▶ _What you will do_:
The line holding "Need: drop a pin on every instance of the bicycle wheel" and every line after it through the end of the entries below: retype these exactly and nothing more.

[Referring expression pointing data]
+ + + + +

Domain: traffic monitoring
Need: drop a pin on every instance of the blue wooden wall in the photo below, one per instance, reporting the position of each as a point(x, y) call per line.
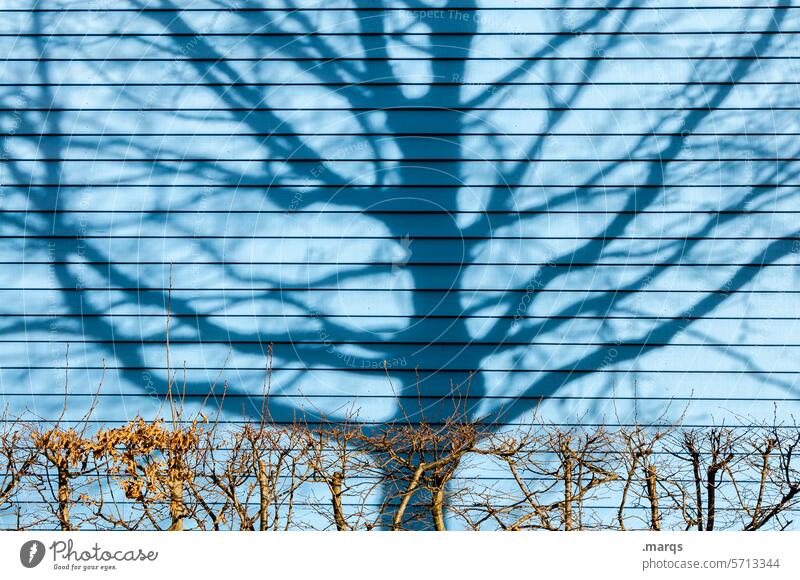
point(592, 204)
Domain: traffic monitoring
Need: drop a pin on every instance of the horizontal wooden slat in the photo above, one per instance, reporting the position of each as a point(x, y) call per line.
point(665, 21)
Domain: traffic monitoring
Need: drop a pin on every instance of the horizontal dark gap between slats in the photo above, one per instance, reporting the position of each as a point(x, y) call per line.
point(393, 290)
point(427, 160)
point(308, 186)
point(392, 342)
point(395, 370)
point(401, 316)
point(511, 33)
point(443, 212)
point(405, 264)
point(413, 84)
point(406, 237)
point(455, 396)
point(416, 109)
point(413, 58)
point(414, 134)
point(405, 421)
point(411, 9)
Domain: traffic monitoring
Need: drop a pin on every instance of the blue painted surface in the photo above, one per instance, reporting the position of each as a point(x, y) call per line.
point(588, 206)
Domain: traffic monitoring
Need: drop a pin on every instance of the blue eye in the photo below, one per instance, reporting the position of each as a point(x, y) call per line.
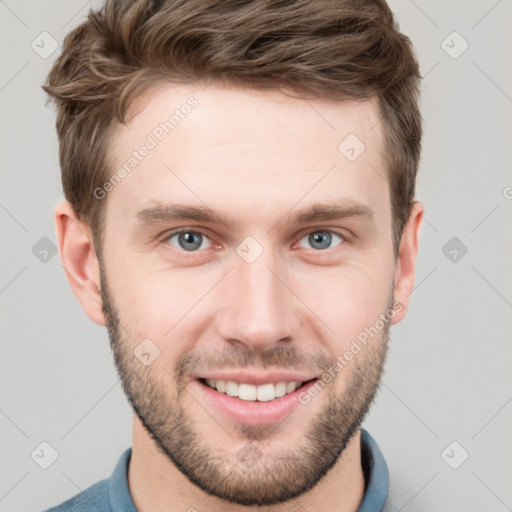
point(188, 240)
point(321, 239)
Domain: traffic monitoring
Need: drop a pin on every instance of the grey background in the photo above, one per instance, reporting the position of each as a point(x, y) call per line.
point(448, 377)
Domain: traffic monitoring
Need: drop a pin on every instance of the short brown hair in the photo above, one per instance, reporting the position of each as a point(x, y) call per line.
point(329, 49)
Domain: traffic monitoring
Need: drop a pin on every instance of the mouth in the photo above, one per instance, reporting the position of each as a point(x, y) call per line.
point(256, 393)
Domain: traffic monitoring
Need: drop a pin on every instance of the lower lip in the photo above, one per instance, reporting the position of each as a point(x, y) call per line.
point(253, 413)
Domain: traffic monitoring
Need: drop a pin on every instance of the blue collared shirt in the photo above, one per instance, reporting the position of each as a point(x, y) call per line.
point(113, 494)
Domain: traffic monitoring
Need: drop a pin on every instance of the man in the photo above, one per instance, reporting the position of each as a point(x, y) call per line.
point(240, 214)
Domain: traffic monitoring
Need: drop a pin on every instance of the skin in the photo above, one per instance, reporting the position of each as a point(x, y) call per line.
point(256, 157)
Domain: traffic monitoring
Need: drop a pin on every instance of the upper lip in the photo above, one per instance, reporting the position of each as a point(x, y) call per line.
point(257, 379)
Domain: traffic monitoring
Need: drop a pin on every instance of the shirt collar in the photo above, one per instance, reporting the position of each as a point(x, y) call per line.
point(374, 467)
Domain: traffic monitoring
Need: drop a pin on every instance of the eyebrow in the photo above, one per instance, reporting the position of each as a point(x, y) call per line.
point(175, 212)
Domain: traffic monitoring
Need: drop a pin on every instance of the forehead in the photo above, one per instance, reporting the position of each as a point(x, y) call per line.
point(236, 150)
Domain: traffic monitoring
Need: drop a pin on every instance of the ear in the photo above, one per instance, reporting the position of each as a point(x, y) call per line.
point(406, 262)
point(79, 260)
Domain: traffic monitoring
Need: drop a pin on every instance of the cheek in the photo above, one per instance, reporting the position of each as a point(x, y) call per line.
point(348, 301)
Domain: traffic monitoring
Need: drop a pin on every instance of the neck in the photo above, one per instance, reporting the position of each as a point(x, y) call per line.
point(156, 484)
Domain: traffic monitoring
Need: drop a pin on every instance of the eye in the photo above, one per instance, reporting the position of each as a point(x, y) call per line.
point(188, 240)
point(321, 240)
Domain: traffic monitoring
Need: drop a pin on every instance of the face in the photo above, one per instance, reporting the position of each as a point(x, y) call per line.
point(247, 253)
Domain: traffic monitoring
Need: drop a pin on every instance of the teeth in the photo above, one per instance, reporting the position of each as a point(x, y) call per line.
point(251, 393)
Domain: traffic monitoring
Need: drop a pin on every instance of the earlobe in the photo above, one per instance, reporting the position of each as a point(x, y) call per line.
point(406, 262)
point(79, 260)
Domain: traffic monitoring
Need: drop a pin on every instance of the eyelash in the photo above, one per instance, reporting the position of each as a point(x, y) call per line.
point(167, 236)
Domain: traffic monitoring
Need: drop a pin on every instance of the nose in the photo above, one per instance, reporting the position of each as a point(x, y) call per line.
point(257, 308)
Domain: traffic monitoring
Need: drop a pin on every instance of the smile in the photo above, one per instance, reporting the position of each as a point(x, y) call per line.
point(252, 393)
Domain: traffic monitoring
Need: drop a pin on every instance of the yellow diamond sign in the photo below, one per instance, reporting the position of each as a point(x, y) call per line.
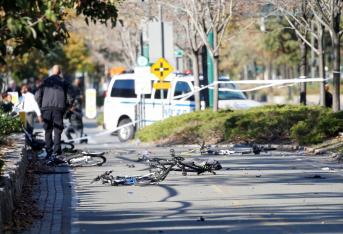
point(161, 69)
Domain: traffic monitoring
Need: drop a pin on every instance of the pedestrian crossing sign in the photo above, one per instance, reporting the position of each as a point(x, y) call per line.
point(161, 69)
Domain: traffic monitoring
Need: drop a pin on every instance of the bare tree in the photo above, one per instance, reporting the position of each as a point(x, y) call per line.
point(114, 46)
point(300, 17)
point(210, 16)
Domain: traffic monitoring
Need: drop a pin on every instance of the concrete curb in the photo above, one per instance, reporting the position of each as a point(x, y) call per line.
point(12, 179)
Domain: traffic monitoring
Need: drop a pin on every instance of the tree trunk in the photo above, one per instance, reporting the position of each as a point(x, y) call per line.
point(215, 80)
point(321, 63)
point(336, 73)
point(195, 65)
point(215, 71)
point(303, 71)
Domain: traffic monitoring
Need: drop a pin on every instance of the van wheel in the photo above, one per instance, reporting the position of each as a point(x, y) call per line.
point(126, 133)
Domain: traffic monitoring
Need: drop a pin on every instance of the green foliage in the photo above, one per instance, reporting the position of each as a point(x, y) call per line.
point(312, 131)
point(267, 124)
point(25, 24)
point(191, 127)
point(2, 163)
point(8, 125)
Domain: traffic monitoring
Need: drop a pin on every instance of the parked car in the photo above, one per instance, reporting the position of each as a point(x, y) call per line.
point(124, 105)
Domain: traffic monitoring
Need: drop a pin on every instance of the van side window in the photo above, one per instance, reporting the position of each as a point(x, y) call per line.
point(158, 94)
point(181, 88)
point(123, 88)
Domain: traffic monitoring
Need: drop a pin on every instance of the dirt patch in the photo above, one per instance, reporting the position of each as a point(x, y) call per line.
point(26, 209)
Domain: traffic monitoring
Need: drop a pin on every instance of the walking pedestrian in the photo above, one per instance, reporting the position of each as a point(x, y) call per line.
point(328, 96)
point(74, 114)
point(6, 105)
point(29, 105)
point(54, 97)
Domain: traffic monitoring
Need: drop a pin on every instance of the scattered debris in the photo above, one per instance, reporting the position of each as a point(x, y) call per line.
point(315, 177)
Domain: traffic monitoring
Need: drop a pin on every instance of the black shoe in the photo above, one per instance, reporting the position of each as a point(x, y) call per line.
point(54, 161)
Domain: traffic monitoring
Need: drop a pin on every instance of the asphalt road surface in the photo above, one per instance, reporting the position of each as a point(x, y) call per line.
point(269, 193)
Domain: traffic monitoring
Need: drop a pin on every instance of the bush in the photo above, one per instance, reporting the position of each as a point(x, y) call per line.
point(8, 125)
point(187, 128)
point(267, 124)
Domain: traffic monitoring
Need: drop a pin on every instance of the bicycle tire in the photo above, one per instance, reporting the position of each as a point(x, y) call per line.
point(86, 160)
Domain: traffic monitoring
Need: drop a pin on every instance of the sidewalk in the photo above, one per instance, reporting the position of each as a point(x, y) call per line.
point(53, 195)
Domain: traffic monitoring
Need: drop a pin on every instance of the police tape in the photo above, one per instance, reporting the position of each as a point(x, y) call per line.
point(102, 133)
point(182, 97)
point(265, 84)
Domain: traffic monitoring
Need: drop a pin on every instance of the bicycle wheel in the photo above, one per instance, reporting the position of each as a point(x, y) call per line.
point(86, 160)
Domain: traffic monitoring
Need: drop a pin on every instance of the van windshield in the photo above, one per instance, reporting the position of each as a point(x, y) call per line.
point(124, 89)
point(229, 95)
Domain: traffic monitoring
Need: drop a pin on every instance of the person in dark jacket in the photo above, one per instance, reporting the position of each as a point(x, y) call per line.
point(54, 97)
point(74, 114)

+ + + + +

▶ _Result of this task_:
Need: drop a pin on every instance of the bicycle wheel in the photo above, one per instance, reporting the position of each as a point(x, y) call per line.
point(86, 160)
Domain: traffic monitoring
Need: drop a pin on every instance of the van windshield in the photo above, one per instance, reporting the position of each as a point(x, y) call per line.
point(124, 89)
point(229, 95)
Domain: traffic monitoring
Need: drop a pin on every instance of the person in dark jacket in the photo above, one per instance, reporting the position of each as a point(x, y) call per line.
point(54, 97)
point(74, 114)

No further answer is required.